§ **A run of records**:
* Start *
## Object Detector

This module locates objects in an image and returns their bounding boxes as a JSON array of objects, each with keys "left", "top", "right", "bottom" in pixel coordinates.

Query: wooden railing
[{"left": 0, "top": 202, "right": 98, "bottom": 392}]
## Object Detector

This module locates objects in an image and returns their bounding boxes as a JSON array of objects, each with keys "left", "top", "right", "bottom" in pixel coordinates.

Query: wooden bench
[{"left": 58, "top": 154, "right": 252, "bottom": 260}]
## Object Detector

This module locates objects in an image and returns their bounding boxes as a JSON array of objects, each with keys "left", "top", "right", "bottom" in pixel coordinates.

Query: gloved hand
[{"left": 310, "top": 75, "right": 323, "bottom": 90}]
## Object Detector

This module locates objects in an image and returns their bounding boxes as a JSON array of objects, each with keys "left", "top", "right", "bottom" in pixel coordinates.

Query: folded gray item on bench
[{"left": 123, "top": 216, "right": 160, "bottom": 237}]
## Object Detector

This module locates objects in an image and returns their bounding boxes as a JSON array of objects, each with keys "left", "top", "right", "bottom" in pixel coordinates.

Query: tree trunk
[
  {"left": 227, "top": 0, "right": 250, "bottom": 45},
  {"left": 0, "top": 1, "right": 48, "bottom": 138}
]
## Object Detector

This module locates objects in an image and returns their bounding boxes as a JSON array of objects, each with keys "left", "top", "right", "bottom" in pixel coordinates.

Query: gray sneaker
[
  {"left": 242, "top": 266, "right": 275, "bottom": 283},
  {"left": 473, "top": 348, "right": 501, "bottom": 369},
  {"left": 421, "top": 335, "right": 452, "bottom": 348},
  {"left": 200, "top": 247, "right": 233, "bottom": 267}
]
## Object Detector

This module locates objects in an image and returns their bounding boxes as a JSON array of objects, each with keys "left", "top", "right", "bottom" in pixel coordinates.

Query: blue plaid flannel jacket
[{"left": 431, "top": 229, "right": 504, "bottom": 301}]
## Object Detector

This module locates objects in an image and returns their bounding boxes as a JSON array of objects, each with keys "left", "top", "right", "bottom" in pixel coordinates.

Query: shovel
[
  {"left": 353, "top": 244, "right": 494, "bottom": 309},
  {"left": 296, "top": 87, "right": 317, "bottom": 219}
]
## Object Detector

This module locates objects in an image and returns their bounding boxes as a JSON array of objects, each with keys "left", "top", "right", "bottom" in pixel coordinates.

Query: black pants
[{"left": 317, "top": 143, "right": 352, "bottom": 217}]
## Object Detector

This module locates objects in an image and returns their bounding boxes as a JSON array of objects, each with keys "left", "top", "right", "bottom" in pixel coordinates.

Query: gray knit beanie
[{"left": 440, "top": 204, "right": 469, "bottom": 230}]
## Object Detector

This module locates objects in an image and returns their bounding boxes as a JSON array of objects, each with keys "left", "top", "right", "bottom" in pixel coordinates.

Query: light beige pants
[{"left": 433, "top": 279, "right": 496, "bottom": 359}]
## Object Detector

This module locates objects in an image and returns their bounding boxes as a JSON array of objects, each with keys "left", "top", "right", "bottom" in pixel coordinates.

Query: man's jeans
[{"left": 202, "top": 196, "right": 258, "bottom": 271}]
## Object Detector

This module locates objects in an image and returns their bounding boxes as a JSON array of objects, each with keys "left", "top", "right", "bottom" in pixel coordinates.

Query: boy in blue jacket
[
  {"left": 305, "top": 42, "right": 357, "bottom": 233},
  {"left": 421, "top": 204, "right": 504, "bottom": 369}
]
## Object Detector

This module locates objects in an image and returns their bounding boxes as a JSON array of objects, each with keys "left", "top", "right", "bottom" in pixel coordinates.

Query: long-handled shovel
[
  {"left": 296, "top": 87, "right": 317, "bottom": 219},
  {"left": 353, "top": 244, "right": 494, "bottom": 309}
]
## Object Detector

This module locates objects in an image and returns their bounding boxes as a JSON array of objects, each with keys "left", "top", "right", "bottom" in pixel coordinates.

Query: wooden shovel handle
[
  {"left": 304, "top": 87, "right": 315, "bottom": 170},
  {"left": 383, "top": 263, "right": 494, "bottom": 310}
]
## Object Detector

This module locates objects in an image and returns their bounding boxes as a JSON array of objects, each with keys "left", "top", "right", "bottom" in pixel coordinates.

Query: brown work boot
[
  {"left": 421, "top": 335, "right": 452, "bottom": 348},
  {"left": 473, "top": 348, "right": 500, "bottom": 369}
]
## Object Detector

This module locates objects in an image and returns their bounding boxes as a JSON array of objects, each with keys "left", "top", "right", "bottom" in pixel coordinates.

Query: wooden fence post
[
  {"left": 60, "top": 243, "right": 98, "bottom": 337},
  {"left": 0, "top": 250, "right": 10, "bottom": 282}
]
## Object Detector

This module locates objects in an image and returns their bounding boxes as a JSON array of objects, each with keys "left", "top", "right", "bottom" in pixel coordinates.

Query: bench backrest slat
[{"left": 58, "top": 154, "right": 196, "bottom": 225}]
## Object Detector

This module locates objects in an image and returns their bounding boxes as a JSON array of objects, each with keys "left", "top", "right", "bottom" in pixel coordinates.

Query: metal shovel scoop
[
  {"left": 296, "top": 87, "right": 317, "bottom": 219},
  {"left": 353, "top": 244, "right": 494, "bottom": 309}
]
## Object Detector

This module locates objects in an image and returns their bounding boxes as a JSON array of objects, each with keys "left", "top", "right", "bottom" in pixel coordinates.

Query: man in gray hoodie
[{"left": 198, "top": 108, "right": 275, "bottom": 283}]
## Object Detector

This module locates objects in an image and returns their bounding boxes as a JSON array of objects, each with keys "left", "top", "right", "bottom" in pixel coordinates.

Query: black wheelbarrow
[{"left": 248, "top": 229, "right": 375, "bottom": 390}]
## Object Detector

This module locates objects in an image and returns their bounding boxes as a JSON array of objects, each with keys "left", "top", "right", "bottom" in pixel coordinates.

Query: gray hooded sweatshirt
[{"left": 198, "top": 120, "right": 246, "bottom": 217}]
* End *
§ **Your instructions**: Locate each line in the records above that contains the string "black", and copy those lines in full. Treat uppercase and lowercase as different.

§ **The completed task**:
Query: black pants
Query: black wheelbarrow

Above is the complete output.